::: Extrait du document :::

La gratte et le garde
Dans l’automne grisailleux de décembre, afin de ne point gâches des journées trop écourtées par les nuits, les forestiers ne brûlaient leurs menuailles qu’après le crépuscule, en s’éclairant à la lueur dansante des flammes. Ils chargeaient le feu à l’aide d’une fourche qu’ils avaient taillée dans une perche branchue. Le bois mort était abandonné aux bûcherons, de même que les copeaux. Cette gratte royalement consentie par la Société, parvenait à combler leurs besoins en chauffage. Ce bois mort, qui n’avait aucune valeur marchande, devint pourtant fort précieux durant l’Occupation, quand les autorités rationnèrent le bois de coupe. Plusieurs fermiers en échangèrent, au marché noir, contre les denrées qui manquaient tant : du lard, des pommes de terre, des œufs…
Cet hiver-là, Michel bûcheronnait à La Bouâche. Il avait entassé ses copeaux de manière qu’ils ne mouillent point, à son habitude. Voici mon Rousseau, le garde, qui s’amène et qui, sans bonjour ni salut, se met en devoir de disperser le tas, de la botte, histoire de vérifier que des « bougauds » — des baliveaux parfaits pour la charbonnette — n’y étaient pas dissimulés. Comme ca, d’emblée, sans une parole… Oh ! mais là, Michel a vu rouge ! Tout assermenté que le garde était, il l’a empoigné par le revers de sa vareuse, et, les yeux dans les yeux, il ne lui a pas envoyé dire ce qu’il pensait son attitude. Rousseau ne réitéra plus : il avait enfin compris qu’une casquette plate ne donnait pas tous les droits à celui qui s’en couvrait.
Soyons justes : aucun garde, à notre connaissance, ne se fit casser la gueule par un bûcheron. Mais il s’en fallut de peu, quelquefois. L’algarade ne dépassa jamais les menaces.On serrait les poings, puis on se raisonnait tant bien que mal. Cela valait encore mieux qu’une peignée, pour sûr !

:::

Mise en pratique ▸
1/ Recopiez fidèlement le passage du récit sur la gratte et le garde qui s'ouvre sur les mots « Soyons justes : aucun » et se clôt sur « peignée, pour sûr ! ».
2/ Indiquez uniquement le nombre de lignes des entrées contenant la chaîne « clicks », en tenant compte de la casse.

::: Données de travail :::

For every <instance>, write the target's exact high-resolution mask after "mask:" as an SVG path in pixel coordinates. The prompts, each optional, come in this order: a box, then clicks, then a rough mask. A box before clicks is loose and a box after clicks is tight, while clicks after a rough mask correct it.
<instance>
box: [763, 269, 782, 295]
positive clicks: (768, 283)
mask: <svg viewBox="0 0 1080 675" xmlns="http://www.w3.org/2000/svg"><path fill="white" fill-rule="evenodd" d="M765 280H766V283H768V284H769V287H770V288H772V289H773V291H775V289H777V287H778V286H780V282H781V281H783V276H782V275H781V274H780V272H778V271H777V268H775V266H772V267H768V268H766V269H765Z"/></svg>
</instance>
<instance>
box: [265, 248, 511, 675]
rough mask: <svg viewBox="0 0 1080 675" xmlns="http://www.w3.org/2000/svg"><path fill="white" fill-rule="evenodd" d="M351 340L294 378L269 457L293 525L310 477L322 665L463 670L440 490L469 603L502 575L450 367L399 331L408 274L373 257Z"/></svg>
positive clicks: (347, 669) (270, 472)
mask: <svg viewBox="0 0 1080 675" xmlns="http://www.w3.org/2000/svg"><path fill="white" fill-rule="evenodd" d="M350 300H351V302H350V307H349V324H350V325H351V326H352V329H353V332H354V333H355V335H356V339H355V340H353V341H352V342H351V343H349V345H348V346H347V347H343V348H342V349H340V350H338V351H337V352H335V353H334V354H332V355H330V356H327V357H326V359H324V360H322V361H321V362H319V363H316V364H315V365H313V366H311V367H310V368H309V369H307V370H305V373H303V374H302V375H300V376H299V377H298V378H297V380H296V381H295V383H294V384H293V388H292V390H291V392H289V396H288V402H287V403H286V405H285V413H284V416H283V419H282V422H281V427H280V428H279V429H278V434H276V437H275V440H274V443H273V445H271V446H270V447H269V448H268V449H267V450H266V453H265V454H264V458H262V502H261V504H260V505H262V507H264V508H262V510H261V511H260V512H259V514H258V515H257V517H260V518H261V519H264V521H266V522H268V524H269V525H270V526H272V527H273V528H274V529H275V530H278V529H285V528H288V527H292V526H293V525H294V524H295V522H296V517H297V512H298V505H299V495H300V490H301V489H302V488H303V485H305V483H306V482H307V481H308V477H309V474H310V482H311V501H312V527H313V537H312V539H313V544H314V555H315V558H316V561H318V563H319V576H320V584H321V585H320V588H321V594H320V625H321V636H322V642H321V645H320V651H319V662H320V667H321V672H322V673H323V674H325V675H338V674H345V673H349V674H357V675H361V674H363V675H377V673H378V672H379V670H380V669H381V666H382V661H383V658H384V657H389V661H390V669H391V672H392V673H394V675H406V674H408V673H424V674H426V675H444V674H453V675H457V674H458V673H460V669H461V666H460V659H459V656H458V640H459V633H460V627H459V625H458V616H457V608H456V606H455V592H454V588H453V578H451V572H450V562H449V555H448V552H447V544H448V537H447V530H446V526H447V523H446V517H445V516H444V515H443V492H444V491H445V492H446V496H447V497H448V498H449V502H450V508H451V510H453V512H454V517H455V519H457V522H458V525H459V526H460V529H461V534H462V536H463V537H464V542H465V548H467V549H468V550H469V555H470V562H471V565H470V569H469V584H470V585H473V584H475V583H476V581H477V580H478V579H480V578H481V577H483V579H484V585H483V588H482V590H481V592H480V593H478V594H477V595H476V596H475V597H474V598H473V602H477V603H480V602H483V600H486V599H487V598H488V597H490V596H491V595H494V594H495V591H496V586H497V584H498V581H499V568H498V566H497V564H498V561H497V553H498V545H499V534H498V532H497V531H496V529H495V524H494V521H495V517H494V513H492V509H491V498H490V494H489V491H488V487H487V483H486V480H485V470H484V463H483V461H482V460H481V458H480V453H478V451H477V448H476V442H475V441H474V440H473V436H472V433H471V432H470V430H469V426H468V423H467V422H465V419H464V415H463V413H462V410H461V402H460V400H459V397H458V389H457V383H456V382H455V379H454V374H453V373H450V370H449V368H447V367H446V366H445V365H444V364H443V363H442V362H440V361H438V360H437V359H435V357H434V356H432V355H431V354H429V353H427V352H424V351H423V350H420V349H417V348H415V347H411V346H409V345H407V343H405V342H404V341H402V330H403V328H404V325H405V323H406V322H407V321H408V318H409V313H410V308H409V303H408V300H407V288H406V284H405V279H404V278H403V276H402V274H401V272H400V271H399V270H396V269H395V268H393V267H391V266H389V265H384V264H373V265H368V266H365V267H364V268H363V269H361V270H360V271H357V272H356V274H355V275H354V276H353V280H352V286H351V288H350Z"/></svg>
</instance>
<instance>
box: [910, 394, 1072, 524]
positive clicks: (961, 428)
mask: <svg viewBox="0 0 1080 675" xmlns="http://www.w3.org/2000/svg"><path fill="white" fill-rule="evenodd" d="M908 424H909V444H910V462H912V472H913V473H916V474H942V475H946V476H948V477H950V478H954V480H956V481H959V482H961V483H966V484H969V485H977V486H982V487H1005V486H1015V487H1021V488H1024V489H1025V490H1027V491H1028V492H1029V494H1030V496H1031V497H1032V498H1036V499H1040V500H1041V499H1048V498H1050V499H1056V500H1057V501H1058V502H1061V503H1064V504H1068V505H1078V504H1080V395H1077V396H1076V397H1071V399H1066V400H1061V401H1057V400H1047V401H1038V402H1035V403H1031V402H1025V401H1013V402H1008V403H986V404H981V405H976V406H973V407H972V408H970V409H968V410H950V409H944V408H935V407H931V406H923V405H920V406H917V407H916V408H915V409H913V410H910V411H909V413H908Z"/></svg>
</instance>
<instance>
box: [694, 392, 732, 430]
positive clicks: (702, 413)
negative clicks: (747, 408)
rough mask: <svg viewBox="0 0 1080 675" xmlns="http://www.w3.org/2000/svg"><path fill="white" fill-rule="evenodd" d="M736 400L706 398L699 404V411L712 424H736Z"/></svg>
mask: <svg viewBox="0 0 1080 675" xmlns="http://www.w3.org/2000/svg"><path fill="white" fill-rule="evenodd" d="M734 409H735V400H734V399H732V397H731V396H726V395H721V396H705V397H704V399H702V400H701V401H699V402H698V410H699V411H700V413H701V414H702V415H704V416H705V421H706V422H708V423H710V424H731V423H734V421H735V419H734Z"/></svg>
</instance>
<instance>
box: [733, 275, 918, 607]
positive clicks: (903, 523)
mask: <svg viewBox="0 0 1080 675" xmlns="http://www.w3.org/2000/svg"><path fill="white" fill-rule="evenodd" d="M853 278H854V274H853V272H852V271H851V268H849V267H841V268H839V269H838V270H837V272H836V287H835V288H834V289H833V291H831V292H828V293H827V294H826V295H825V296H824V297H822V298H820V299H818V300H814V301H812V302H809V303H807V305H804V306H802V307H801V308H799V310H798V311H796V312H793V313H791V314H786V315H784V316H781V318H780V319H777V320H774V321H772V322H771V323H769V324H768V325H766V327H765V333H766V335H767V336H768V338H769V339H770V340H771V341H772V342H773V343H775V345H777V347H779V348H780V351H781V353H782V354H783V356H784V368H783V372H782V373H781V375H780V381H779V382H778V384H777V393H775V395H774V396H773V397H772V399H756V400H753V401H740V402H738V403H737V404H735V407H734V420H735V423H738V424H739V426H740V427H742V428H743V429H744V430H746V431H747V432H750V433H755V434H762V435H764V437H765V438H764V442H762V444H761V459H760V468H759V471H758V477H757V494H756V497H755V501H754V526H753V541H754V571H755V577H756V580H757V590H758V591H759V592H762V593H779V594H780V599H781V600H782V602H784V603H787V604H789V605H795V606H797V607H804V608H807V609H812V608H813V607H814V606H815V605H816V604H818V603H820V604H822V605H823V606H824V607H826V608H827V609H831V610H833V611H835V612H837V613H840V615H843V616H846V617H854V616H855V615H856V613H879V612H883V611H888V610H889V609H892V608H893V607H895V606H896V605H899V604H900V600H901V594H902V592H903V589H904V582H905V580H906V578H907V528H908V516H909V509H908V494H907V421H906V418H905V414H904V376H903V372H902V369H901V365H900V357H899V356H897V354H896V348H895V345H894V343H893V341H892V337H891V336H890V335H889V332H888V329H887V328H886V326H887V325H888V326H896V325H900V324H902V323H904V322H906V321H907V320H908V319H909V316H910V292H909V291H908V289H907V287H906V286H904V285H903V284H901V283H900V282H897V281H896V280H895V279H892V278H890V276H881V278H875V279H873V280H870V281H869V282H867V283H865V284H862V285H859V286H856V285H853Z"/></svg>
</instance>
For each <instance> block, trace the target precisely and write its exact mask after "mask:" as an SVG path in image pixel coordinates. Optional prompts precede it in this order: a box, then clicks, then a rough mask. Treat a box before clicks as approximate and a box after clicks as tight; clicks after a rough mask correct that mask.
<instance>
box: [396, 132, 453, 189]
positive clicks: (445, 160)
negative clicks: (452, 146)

:::
::: Données de travail :::

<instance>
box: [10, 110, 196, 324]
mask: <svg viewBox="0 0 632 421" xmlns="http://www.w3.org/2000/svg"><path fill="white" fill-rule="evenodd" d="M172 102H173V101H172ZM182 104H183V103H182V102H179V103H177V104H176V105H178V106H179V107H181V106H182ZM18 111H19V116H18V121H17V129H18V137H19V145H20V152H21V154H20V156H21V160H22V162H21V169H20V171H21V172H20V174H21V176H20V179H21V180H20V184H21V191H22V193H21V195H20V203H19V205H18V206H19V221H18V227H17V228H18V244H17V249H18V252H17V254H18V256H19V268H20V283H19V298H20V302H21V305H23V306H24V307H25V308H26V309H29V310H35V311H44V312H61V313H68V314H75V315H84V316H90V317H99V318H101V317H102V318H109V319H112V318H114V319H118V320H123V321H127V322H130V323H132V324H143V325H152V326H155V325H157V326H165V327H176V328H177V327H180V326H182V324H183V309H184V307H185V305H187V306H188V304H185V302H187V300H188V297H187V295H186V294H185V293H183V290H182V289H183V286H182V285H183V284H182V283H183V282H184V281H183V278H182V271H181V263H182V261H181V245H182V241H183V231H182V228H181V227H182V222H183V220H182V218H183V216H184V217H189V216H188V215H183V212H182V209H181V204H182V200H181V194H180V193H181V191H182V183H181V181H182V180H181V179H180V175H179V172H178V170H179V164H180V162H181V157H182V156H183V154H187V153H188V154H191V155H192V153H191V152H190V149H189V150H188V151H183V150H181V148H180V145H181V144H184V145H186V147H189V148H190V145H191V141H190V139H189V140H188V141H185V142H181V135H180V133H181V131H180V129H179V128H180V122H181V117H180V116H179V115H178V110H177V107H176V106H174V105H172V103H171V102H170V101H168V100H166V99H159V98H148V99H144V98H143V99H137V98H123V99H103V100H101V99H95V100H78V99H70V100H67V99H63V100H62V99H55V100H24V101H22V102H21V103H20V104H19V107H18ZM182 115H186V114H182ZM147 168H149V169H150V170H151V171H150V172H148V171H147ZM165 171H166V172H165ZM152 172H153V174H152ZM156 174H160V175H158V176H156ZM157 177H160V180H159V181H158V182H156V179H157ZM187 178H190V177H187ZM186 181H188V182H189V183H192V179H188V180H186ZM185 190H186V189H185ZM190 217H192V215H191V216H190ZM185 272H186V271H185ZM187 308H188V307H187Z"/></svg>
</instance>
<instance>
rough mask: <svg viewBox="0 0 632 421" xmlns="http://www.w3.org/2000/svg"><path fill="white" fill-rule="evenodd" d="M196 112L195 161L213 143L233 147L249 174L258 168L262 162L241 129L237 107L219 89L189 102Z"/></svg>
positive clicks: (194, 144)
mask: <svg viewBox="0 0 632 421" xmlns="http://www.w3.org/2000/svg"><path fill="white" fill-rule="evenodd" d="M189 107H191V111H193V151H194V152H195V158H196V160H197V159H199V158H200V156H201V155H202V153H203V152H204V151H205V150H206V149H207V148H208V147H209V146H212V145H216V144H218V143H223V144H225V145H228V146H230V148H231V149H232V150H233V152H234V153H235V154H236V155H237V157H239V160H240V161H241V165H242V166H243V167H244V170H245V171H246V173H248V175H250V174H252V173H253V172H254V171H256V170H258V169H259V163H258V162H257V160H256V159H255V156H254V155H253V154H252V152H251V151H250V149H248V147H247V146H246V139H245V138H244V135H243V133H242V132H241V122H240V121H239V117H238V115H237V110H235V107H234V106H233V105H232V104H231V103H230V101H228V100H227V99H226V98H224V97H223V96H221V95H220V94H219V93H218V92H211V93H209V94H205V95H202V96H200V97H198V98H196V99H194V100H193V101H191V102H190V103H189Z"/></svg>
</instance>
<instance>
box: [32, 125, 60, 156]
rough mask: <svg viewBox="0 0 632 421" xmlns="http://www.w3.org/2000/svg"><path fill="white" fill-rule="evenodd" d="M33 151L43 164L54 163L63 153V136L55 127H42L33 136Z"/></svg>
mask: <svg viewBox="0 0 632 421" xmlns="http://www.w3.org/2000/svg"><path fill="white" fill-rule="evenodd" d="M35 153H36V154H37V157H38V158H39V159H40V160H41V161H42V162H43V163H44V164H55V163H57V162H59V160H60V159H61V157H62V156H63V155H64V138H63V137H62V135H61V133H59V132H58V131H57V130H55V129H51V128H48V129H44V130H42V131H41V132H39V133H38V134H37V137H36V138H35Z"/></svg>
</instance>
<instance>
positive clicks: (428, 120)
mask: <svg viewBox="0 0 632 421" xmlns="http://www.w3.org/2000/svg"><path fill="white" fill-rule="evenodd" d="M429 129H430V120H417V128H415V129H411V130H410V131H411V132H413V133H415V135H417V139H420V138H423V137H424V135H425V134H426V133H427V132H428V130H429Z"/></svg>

:::

Réponses ▸
1/
Soyons justes : aucun garde, à notre connaissance, ne se fit casser la gueule par un bûcheron. Mais il s’en fallut de peu, quelquefois. L’algarade ne dépassa jamais les menaces.On serrait les poings, puis on se raisonnait tant bien que mal. Cela valait encore mieux qu’une peignée, pour sûr !

2/ 12